**Aim of the exercise:** Work through the records below and copy every line that includes "backpack".

★ ★ ★ ★

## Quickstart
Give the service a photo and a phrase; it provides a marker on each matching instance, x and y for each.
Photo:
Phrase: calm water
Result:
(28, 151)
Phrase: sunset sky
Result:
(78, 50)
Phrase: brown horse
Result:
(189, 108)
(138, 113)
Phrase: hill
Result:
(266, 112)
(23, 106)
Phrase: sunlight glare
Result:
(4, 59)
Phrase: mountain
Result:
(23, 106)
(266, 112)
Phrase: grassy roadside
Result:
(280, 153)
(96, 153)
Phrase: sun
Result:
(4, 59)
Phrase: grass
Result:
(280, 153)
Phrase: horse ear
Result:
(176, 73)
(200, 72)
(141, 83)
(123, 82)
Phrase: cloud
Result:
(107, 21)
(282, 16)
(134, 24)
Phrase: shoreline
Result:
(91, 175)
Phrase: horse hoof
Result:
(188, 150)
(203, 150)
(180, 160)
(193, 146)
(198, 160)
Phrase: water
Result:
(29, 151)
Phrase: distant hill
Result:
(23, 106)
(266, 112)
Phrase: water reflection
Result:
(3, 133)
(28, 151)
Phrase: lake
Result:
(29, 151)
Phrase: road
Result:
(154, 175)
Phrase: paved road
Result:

★ ★ ★ ★

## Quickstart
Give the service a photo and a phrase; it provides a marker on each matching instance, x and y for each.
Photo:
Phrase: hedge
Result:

★ ★ ★ ★

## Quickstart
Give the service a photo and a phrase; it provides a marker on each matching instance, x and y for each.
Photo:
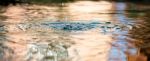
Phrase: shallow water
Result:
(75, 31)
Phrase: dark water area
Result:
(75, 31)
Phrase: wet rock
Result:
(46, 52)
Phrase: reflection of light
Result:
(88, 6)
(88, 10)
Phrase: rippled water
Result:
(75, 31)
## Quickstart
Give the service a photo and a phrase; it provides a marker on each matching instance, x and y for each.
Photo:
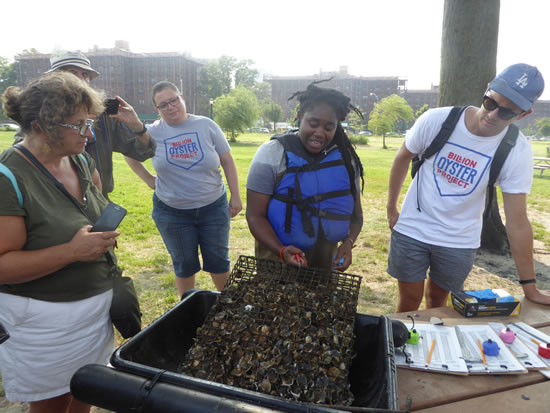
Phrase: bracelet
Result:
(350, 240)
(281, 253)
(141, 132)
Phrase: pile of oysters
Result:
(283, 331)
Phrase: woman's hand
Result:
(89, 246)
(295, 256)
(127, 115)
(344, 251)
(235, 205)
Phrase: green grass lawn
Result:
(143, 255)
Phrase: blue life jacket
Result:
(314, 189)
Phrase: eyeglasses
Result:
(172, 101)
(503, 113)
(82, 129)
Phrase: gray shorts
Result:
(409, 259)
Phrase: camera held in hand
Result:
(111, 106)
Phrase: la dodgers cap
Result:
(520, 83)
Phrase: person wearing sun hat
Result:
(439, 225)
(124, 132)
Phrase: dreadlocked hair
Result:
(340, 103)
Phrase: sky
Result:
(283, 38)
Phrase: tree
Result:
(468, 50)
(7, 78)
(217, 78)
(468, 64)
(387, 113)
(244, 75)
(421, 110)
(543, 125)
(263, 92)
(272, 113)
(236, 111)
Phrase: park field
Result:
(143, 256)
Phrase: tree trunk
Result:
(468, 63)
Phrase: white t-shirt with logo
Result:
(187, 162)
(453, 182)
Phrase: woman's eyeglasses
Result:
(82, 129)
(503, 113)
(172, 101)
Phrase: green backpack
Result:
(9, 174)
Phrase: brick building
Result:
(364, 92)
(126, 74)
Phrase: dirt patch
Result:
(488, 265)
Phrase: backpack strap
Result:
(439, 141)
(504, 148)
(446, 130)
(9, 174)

★ ★ ★ ★

**Answer space:**
Phrase: green backpack
Phrase: backpack strap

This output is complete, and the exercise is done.